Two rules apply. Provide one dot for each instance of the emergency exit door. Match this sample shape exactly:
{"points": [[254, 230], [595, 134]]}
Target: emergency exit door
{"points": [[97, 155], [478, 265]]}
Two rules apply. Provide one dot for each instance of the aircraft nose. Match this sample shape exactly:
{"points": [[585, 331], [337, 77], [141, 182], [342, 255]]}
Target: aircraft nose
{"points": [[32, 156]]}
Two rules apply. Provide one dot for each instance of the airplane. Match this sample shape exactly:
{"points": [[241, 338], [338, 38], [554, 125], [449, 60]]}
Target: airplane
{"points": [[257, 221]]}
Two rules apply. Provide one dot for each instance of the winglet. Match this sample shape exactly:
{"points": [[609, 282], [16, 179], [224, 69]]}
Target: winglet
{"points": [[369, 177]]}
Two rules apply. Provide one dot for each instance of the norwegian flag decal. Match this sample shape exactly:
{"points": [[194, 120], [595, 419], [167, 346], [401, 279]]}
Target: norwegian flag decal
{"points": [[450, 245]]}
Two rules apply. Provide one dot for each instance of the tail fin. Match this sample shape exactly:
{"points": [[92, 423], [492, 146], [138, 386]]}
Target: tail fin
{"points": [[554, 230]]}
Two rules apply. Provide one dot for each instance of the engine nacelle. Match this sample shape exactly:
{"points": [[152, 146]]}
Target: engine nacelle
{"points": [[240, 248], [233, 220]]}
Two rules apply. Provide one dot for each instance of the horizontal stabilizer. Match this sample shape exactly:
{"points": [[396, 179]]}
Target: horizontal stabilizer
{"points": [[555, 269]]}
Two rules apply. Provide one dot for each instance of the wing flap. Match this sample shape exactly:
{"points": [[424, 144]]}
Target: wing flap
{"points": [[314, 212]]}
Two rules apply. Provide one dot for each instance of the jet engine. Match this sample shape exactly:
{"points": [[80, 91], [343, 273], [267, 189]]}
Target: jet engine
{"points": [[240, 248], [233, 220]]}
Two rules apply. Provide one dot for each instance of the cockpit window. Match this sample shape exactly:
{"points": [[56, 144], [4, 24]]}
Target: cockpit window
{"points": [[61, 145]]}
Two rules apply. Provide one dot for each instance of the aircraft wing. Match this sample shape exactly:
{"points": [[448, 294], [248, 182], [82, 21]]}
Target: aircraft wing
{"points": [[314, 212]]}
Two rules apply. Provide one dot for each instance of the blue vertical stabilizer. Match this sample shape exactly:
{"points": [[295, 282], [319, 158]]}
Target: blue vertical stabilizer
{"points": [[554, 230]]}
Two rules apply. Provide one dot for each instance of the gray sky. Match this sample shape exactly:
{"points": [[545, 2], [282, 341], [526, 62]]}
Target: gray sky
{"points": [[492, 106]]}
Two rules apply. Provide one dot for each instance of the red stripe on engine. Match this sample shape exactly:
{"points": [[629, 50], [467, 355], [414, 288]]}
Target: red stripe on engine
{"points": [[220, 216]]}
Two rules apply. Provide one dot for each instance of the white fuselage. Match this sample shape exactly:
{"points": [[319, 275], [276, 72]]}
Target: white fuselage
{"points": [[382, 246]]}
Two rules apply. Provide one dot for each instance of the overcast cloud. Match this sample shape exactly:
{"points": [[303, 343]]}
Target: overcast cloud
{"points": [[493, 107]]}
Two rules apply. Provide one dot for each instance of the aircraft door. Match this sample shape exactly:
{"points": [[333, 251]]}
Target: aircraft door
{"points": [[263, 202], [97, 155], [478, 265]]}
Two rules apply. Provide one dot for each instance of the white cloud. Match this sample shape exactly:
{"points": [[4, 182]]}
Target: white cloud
────────────────────
Give back, verbatim, the lines from the top of the entries above through the line containing "of the tail".

- _Result of the exercise_
Two rules apply. Provide one dot for each instance of the emergency exit door. Match this sample shape exactly:
{"points": [[254, 230], [595, 134]]}
Target: emergency exit door
{"points": [[97, 155], [478, 265]]}
Two rules apply. Provide one dot for each instance of the aircraft nose. Match this sample shape exactly:
{"points": [[585, 331], [337, 77], [141, 182], [342, 255]]}
Target: aircraft nose
{"points": [[32, 156]]}
Two rules apply. Provide one dot for each instance of the airplane. Match this sample shape exactly:
{"points": [[241, 338], [338, 38], [554, 125], [449, 60]]}
Target: airplane
{"points": [[257, 221]]}
Two rules apply. Provide one dot for each instance of the winglet. Match this sample shape exactly:
{"points": [[609, 282], [16, 179], [224, 69]]}
Target: winglet
{"points": [[369, 177]]}
Two rules apply. Provide one dot for each instance of the norwegian flag decal. Match this sample shape exactly:
{"points": [[194, 120], [595, 419], [167, 346], [401, 279]]}
Target: norwegian flag decal
{"points": [[450, 245]]}
Two rules apply. Provide one dot for each instance of the tail fin. Match this sample shape exactly:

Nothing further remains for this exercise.